**短文:**
- - - -

Friday, November 24, 2017

較快把卡提諾小說轉成epub的方法

轉成epub的好處是下一頁直接點一下即可。用網頁看沒辦法這樣;捲頁比較麻煩。另外一點是,網頁版沒辦法記住這次看到哪裡,每次開網頁都得重來。遇到那種1000多章的小說,真的會很煩。

還有,epub版本最大的優點:不需要網路也可以看。

幾個步驟:

  1. 先用CSNovelCrawler把要抓的小說抓下來,CSNovelCrawler可以從這裡抓:http://rngmontoli.blogspot.tw/2013/06/csnovelcrawler.html
  2. CSNovelCrawler抓下來的檔案是純文字檔,得把它轉成HTML或是doc檔案。
    1. 轉成HTML檔案
    2. 轉成DOC檔案:
  3. 用calibre把HTML或是DOC檔案轉成epub
麻煩的是第二點,一開始是用DOC檔案,但是每一章標題得自己轉成DOC的標題,不然轉出來的epub就沒有bookmark。在WORD內要偵測每一章標題的標題就只能用VBA,但是這玩意的語法很奇怪,微軟文件也沒有很詳細的介紹。最後還是用硬幹法寫出來了,但是速度很差,轉個1MB檔案要快10分鐘。這還可以接受,反正只是放著就好。

最終放棄DOC檔案的契機是,我不是每台電腦都有WORD啊。要換成open office還得重寫open office的script。算了,試試看HTML檔案吧。

首先得先選擇轉HTML檔的語言。C/C++,JAVA跟C#都出局,因為他們處理文字跟檔案實在很麻煩。那就來試試看python吧。

結果太好了,沒幾行就可以了。下面是python的程式碼。它做的事情很簡單:

  1. 開檔案
  2. 把一些字轉換掉(主要是空白跟簡體) 
  3. 一行一行找"第x章"這類的文字,有的話就加上<h2>標籤,不然就是<p>標籤。

- - - -

**資料彙整:**
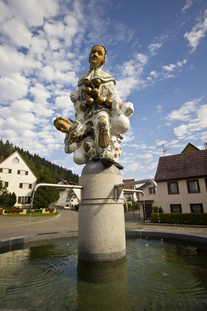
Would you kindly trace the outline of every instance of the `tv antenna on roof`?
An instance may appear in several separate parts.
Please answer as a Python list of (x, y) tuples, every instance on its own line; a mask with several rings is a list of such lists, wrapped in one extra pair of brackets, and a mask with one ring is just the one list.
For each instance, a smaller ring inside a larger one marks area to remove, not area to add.
[(162, 146), (162, 147), (163, 148), (163, 153), (164, 154), (164, 153), (167, 151), (167, 150), (169, 150), (170, 149), (170, 148), (168, 148), (167, 149), (165, 149), (165, 150), (164, 149), (164, 146), (165, 145), (167, 145), (168, 144), (169, 144), (170, 142), (175, 142), (176, 140), (178, 140), (178, 139), (174, 139), (174, 140), (171, 140), (171, 142), (166, 142), (165, 144), (163, 144), (162, 145), (160, 145), (160, 146), (158, 146), (157, 147), (155, 147), (155, 149), (156, 149), (157, 148), (159, 148), (159, 147), (161, 147)]

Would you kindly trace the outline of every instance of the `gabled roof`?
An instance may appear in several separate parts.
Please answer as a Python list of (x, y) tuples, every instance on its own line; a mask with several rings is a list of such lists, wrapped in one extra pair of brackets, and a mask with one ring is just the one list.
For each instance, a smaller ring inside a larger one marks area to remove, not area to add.
[(34, 172), (33, 172), (32, 170), (29, 167), (29, 165), (28, 165), (28, 164), (27, 164), (27, 162), (26, 162), (25, 161), (25, 160), (24, 160), (23, 158), (21, 156), (21, 155), (20, 154), (20, 153), (19, 152), (19, 151), (18, 151), (17, 150), (16, 150), (16, 151), (15, 151), (15, 152), (13, 152), (13, 153), (12, 153), (11, 155), (10, 155), (10, 156), (9, 156), (8, 157), (7, 157), (7, 158), (6, 158), (5, 159), (4, 159), (4, 160), (3, 160), (3, 161), (2, 161), (0, 163), (0, 165), (1, 165), (2, 164), (2, 163), (3, 163), (5, 161), (6, 161), (9, 158), (10, 158), (10, 157), (13, 158), (14, 156), (17, 156), (17, 158), (18, 158), (18, 157), (19, 157), (21, 158), (21, 159), (22, 159), (22, 160), (25, 162), (25, 164), (26, 164), (26, 165), (27, 165), (27, 166), (28, 167), (28, 169), (30, 171), (30, 172), (31, 172), (32, 173), (32, 174), (33, 174), (34, 175), (34, 176), (35, 177), (35, 178), (36, 178), (37, 179), (37, 177), (36, 176), (36, 175), (35, 174), (34, 174)]
[[(57, 181), (57, 183), (61, 181), (62, 181), (66, 185), (75, 185), (75, 183), (73, 183), (72, 181), (68, 181), (67, 180), (65, 180), (64, 179), (62, 179), (62, 178), (60, 178)], [(62, 184), (60, 184), (60, 185), (61, 185)]]
[(207, 177), (207, 150), (160, 158), (155, 181)]
[(196, 147), (190, 142), (189, 142), (186, 147), (183, 149), (183, 150), (181, 153), (185, 153), (186, 152), (191, 152), (193, 151), (200, 151), (200, 150), (197, 147)]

- - - -

**待辦事項:**
**a.** 請一字不改地抄錄這篇談小說轉epub的短文中的一段,從含有「轉成epub的好處是下一頁直」的字句起,到「轉成HTML或是doc檔案。」止。
**b.** 請從這篇談小說轉epub的短文最後一句之後接著寫下去。
這些資料取自其他來源。

**逐項回覆:**
**a.**
轉成epub的好處是下一頁直接點一下即可。用網頁看沒辦法這樣;捲頁比較麻煩。另外一點是,網頁版沒辦法記住這次看到哪裡,每次開網頁都得重來。遇到那種1000多章的小說,真的會很煩。

還有,epub版本最大的優點:不需要網路也可以看。

幾個步驟:

  1. 先用CSNovelCrawler把要抓的小說抓下來,CSNovelCrawler可以從這裡抓:http://rngmontoli.blogspot.tw/2013/06/csnovelcrawler.html
  2. CSNovelCrawler抓下來的檔案是純文字檔,得把它轉成HTML或是doc檔案。

**b.**
  4. 如果是<h2>標籤的文字,再把中文數字轉成阿拉伯數字,原因是我不喜歡中文數字,很不直覺跟佔字數。"一千一百一十八"跟"1118"比,我還是喜歡1118。直接在網路上找到這個用即可(https://github.com/binux/binux-tools/blob/master/python/chinese_digit.py)。

還有一點要注意:用Calibre把HTML檔轉成epub的時候,因為它預設是不會把<h2>標籤輸出成epub的bookmark,所幸可以手動指定(第一級目錄頁設為 //h:h1,第二級目錄頁設為//h:h2):



import os, sys
import os, sys
dict ={u'零':0, u'一':1, u'二':2, u'三':3, u'四':4, u'五':5, u'六':6, u'七':7, u'八':8, u'九':9, u'十':10, u'百':100, u'千':1000, u'萬':10000,
       u'0':0, u'1':1, u'2':2, u'3':3, u'4':4, u'5':5, u'6':6, u'7':7, u'8':8, u'9':9,
       u'0' :0, u'1' :1, u'2' :2, u'3' :3, u'4' :4, u'5' :5, u'6' :6, u'7' :7, u'8' :8, u'9' :9,
                u'壹':1, u'貳':2, u'參':3, u'肆':4, u'伍':5, u'陸':6, u'柒':7, u'捌':8, u'玖':9, u'拾':10, u'佰':100, u'仟':1000, u'萬':10000,
                         u'兩':2,
       u'億':100000000}
def GetResultForDigit(a, encoding="utf-8"):
    count = 0
    result = 0
    tmp = 0
    Billion = 0
    while count < len(a):
        tmpChr = a[count]
        #print tmpChr
        tmpNum = dict.get(tmpChr, 0)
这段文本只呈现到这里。